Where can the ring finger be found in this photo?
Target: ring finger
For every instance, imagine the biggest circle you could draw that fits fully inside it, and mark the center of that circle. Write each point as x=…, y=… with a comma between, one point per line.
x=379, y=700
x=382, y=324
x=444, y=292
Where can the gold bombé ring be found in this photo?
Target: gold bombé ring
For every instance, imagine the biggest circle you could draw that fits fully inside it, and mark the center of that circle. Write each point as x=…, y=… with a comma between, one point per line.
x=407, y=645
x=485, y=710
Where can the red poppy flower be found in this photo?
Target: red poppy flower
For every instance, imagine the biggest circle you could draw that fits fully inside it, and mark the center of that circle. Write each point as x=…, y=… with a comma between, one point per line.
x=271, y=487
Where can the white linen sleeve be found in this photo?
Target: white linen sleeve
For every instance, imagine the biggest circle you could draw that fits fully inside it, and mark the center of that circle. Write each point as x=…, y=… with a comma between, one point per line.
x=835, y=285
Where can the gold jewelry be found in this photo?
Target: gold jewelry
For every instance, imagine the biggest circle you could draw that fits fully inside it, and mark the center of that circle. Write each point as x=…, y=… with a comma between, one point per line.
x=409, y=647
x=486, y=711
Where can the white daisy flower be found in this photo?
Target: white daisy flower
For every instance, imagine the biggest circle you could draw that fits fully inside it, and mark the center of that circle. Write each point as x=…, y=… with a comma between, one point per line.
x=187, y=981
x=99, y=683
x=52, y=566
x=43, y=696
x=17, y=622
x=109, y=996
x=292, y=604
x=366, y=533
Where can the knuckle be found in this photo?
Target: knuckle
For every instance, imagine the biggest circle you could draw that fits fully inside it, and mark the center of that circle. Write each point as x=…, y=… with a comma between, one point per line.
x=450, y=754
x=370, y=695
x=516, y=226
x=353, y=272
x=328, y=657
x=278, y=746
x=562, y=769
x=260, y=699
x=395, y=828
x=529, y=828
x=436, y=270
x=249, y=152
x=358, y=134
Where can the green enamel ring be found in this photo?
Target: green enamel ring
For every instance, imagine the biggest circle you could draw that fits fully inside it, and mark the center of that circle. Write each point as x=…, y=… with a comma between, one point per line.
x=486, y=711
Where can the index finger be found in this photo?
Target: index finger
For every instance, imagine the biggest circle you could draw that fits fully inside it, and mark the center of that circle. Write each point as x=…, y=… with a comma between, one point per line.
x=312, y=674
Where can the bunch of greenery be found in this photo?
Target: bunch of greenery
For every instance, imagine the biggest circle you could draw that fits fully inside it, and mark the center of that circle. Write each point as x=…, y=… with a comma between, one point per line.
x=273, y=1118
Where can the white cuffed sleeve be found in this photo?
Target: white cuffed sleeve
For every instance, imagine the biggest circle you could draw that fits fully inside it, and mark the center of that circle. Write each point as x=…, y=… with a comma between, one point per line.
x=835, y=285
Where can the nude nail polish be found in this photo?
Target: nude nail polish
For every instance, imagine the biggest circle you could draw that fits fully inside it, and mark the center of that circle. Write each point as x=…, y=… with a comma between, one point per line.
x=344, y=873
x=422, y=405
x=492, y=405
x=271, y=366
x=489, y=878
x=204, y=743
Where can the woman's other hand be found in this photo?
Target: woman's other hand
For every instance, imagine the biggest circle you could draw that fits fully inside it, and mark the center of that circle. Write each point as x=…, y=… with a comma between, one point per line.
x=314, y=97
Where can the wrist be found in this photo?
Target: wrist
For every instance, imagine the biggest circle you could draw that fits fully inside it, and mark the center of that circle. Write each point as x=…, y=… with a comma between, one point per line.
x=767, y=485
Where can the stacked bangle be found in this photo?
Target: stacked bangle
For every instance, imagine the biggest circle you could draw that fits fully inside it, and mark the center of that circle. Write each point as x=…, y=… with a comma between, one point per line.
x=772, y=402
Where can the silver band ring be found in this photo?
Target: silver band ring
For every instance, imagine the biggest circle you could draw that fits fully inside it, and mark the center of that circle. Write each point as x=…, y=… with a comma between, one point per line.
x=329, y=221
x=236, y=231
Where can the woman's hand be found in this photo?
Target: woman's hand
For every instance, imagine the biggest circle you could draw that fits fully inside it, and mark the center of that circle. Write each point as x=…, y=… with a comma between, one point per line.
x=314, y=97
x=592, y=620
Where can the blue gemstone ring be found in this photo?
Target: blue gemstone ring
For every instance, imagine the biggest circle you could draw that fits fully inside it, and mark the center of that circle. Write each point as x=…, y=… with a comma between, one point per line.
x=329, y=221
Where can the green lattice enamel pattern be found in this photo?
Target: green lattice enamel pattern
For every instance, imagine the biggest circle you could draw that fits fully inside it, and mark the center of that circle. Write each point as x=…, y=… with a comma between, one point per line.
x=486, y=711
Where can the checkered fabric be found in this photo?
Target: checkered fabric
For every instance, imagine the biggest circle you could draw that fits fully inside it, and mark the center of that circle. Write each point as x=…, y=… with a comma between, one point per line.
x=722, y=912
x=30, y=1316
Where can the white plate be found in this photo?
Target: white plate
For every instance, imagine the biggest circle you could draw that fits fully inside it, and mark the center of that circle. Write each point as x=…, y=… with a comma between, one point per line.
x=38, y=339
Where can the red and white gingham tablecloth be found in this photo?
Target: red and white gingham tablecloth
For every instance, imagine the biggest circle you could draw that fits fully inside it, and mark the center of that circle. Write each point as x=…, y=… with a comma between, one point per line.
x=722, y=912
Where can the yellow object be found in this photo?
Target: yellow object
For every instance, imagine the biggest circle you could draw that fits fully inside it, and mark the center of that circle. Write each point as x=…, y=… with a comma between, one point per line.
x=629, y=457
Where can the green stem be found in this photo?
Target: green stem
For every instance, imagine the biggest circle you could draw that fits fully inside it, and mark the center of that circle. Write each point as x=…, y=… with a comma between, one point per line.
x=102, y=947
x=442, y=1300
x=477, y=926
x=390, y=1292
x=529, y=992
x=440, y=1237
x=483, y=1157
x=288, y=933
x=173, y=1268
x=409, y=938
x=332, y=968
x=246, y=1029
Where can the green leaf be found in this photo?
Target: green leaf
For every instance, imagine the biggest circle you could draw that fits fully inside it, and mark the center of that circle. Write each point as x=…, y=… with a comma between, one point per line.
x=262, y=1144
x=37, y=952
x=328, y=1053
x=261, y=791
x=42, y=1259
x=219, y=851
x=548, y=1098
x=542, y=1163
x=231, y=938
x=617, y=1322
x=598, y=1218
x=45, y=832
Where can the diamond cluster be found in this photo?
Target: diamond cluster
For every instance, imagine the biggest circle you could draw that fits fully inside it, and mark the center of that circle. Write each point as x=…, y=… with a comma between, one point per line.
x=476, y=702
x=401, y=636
※
§ **What is being asked**: From the listing above, extract every line exactly as it stands.

§ **Result of this exercise**:
Where can the ring finger be found in this photo?
Target: ring finger
For every instance, imagine the biggest circle you could draw that fits fully inside it, and mark the center of that circle. Write each point as x=…, y=… with a comma between, one point per line.
x=379, y=700
x=382, y=324
x=444, y=292
Where can the gold bombé ring be found in this photo?
Target: gold bombé ring
For every instance, imagine the biggest circle you could draw that fits fully inside it, and mark the center of that circle. Write each point as x=…, y=… with a comma between, one point per line.
x=407, y=645
x=485, y=710
Where can the red poppy flower be found in this photo?
Target: red poppy flower
For every instance, imagine the biggest circle you could draw that fits fully inside it, and mark the center of that circle. Write each point as x=…, y=… with a comma between, one point per line.
x=271, y=487
Where can the white linen sleeve be found in this photo?
Target: white linen sleeve
For every instance, imagine the biggest circle you could draw that fits fully inside it, and mark the center of that circle. Write each point as x=…, y=… with a comma between, one point per line.
x=835, y=285
Where can the gold jewelry be found in this photo?
Target: gold jewelry
For every instance, imagine the biggest circle you could draw that fits fully inside it, and mark the center of that circle. Write each point as x=…, y=… with a comma between, one point per line.
x=409, y=647
x=486, y=711
Where can the white daisy flower be found in this photo?
Target: white daisy flower
For every instance, imagine the biggest circle you could draw that fits fully inside it, and mark the center of that circle. Write each point as x=…, y=… with a comma between, one point per line.
x=187, y=981
x=99, y=683
x=52, y=566
x=43, y=696
x=17, y=622
x=109, y=996
x=292, y=604
x=366, y=533
Where can the knuckle be found in this photo?
Target: knuckle
For every instance, imagine the biggest circle you could draw that fits fully inside it, and mark the center of that circle. Write each point as x=…, y=… with a comma between, one point per line.
x=450, y=754
x=370, y=695
x=516, y=226
x=353, y=272
x=328, y=657
x=278, y=746
x=562, y=769
x=260, y=699
x=395, y=828
x=529, y=828
x=436, y=270
x=249, y=152
x=358, y=134
Where can the green enamel ring be found in this photo?
Target: green enamel ring
For every instance, imagine the biggest circle you could draw that fits fully inside it, and mark the center of that circle. Write each point as x=…, y=… with a comma between, one point per line.
x=486, y=711
Where can the index finger be found in this photo?
Target: index finger
For every instance, imagine the biggest circle you could draw that fits fully inside it, and mark the center of that circle. Write each point as x=…, y=… with a comma between, one point per line.
x=312, y=674
Where can the bunch of greenery be found in this photo?
Target: bunch of greenery
For every instance, imagine the biggest circle you could draw that fits fully inside it, and mark the center of that circle. Write each point as x=…, y=… with a comma between, one point per line.
x=273, y=1118
Where can the white cuffed sleeve be found in this photo?
Target: white cuffed sleeve
For every instance, imagine the biggest circle you could draw that fits fully inside it, and mark the center of that circle. Write each point as x=…, y=… with a comma between, one point per line.
x=835, y=285
Where can the nude nail polish be found in this photo?
Target: nude nail polish
For every instance, imagine the biggest circle you could draw that fits fully inside it, and mark the center of that circle. Write each point as x=…, y=… with a comma between, one point per line.
x=344, y=873
x=422, y=405
x=492, y=405
x=271, y=366
x=489, y=878
x=204, y=743
Where can the woman's other hand be found in this photo?
Target: woman's other hand
For every instance, imagine the biggest circle you could draw that fits fully inside it, and mark the center of that circle. Write each point as x=…, y=… with a comma between, one point per line.
x=314, y=97
Where can the wrist be found in this photo?
Target: wrist
For every instance, imagine the biggest circle you could draw that fits fully inside it, and mark the center of that circle. Write each point as x=…, y=… with a comma between, one point per line.
x=767, y=485
Where can the stacked bangle be found in this photo?
Target: stacked bangle
For every instance, imagine the biggest circle you could draw that fits fully inside it, and mark the center of that circle. Write each point as x=…, y=… with a comma between, one point per line.
x=772, y=402
Where can the silver band ring be found in this photo?
Target: silver band ring
For every instance, imagine the biggest circle you could draw that fits fully inside it, and mark the center of that circle. Write each point as x=…, y=… with a comma between, one point per line.
x=329, y=221
x=236, y=231
Where can the woman's hand be found in this photo?
Target: woman's hand
For every instance, imagine the biggest circle you could draw that fits fully inside it, and mark the center of that circle. Write each point as x=…, y=… with a comma between, one point per line.
x=314, y=97
x=592, y=620
Where can the blue gemstone ring be found in this photo?
Target: blue gemstone ring
For every instance, imagine the biggest circle you could draw that fits fully inside it, and mark the center of that circle. Write each point as x=…, y=… with a comma between, one point per line.
x=329, y=221
Where can the green lattice enamel pattern be found in this photo?
Target: green lattice enamel pattern
For every instance, imagine the biggest circle you could draw that fits fully inside it, and mark the center of that circle. Write each point as x=…, y=… with a comma between, one point per line.
x=486, y=711
Where can the checkered fabric be found in this photo?
Target: checkered fabric
For every instance, imagine the biggest circle you could draw that fits fully inside it, and mark the center of that circle. Write each point as x=…, y=… with a comma between, one point per line.
x=722, y=912
x=30, y=1316
Where can the white plate be found in this photo?
Target: white plate
For every instance, imagine the biggest circle you could draw that fits fully inside it, and mark the center of that circle. Write each point as x=…, y=… with a comma between, one point per line.
x=38, y=339
Where can the red and white gingham tablecloth be found in this photo?
Target: red and white gingham tablecloth
For every instance, imagine the biggest circle you could draw that fits fully inside it, and mark the center of that circle. Write each point as x=…, y=… with a comma between, one point per line.
x=722, y=912
Where can the yellow object be found in this photo?
Target: yellow object
For every instance, imagine the biggest circle you could draw that fits fully inside it, and mark the center of that circle. Write each point as x=…, y=… with a comma between, one point per line.
x=629, y=457
Where can the green stem be found in this photo?
Target: green stem
For every instance, imagine the biggest circle you could draw that fits fully inside it, and mark the center of that circle. Write each point as x=…, y=… with a comma between, one point per line.
x=102, y=947
x=442, y=1300
x=477, y=926
x=390, y=1292
x=529, y=992
x=440, y=1237
x=483, y=1157
x=288, y=933
x=173, y=1268
x=409, y=938
x=332, y=968
x=246, y=1029
Where can the green leaf be found in this photo?
Target: green leaf
For every instance, imagine the biggest circle you could draw that fits fully inside it, and mark the center of that circle. Write each point as x=…, y=… with a comma between, one point per line.
x=262, y=1144
x=37, y=952
x=328, y=1053
x=261, y=791
x=42, y=1259
x=219, y=851
x=548, y=1098
x=542, y=1163
x=231, y=938
x=617, y=1322
x=598, y=1218
x=45, y=832
Where can the diamond cluster be found in this photo?
Target: diamond cluster
For every instance, imagine the biggest circle you could draw that fits fully inside it, and mark the center of that circle. Write each point as x=…, y=… with a comma between, one point per line.
x=476, y=702
x=401, y=636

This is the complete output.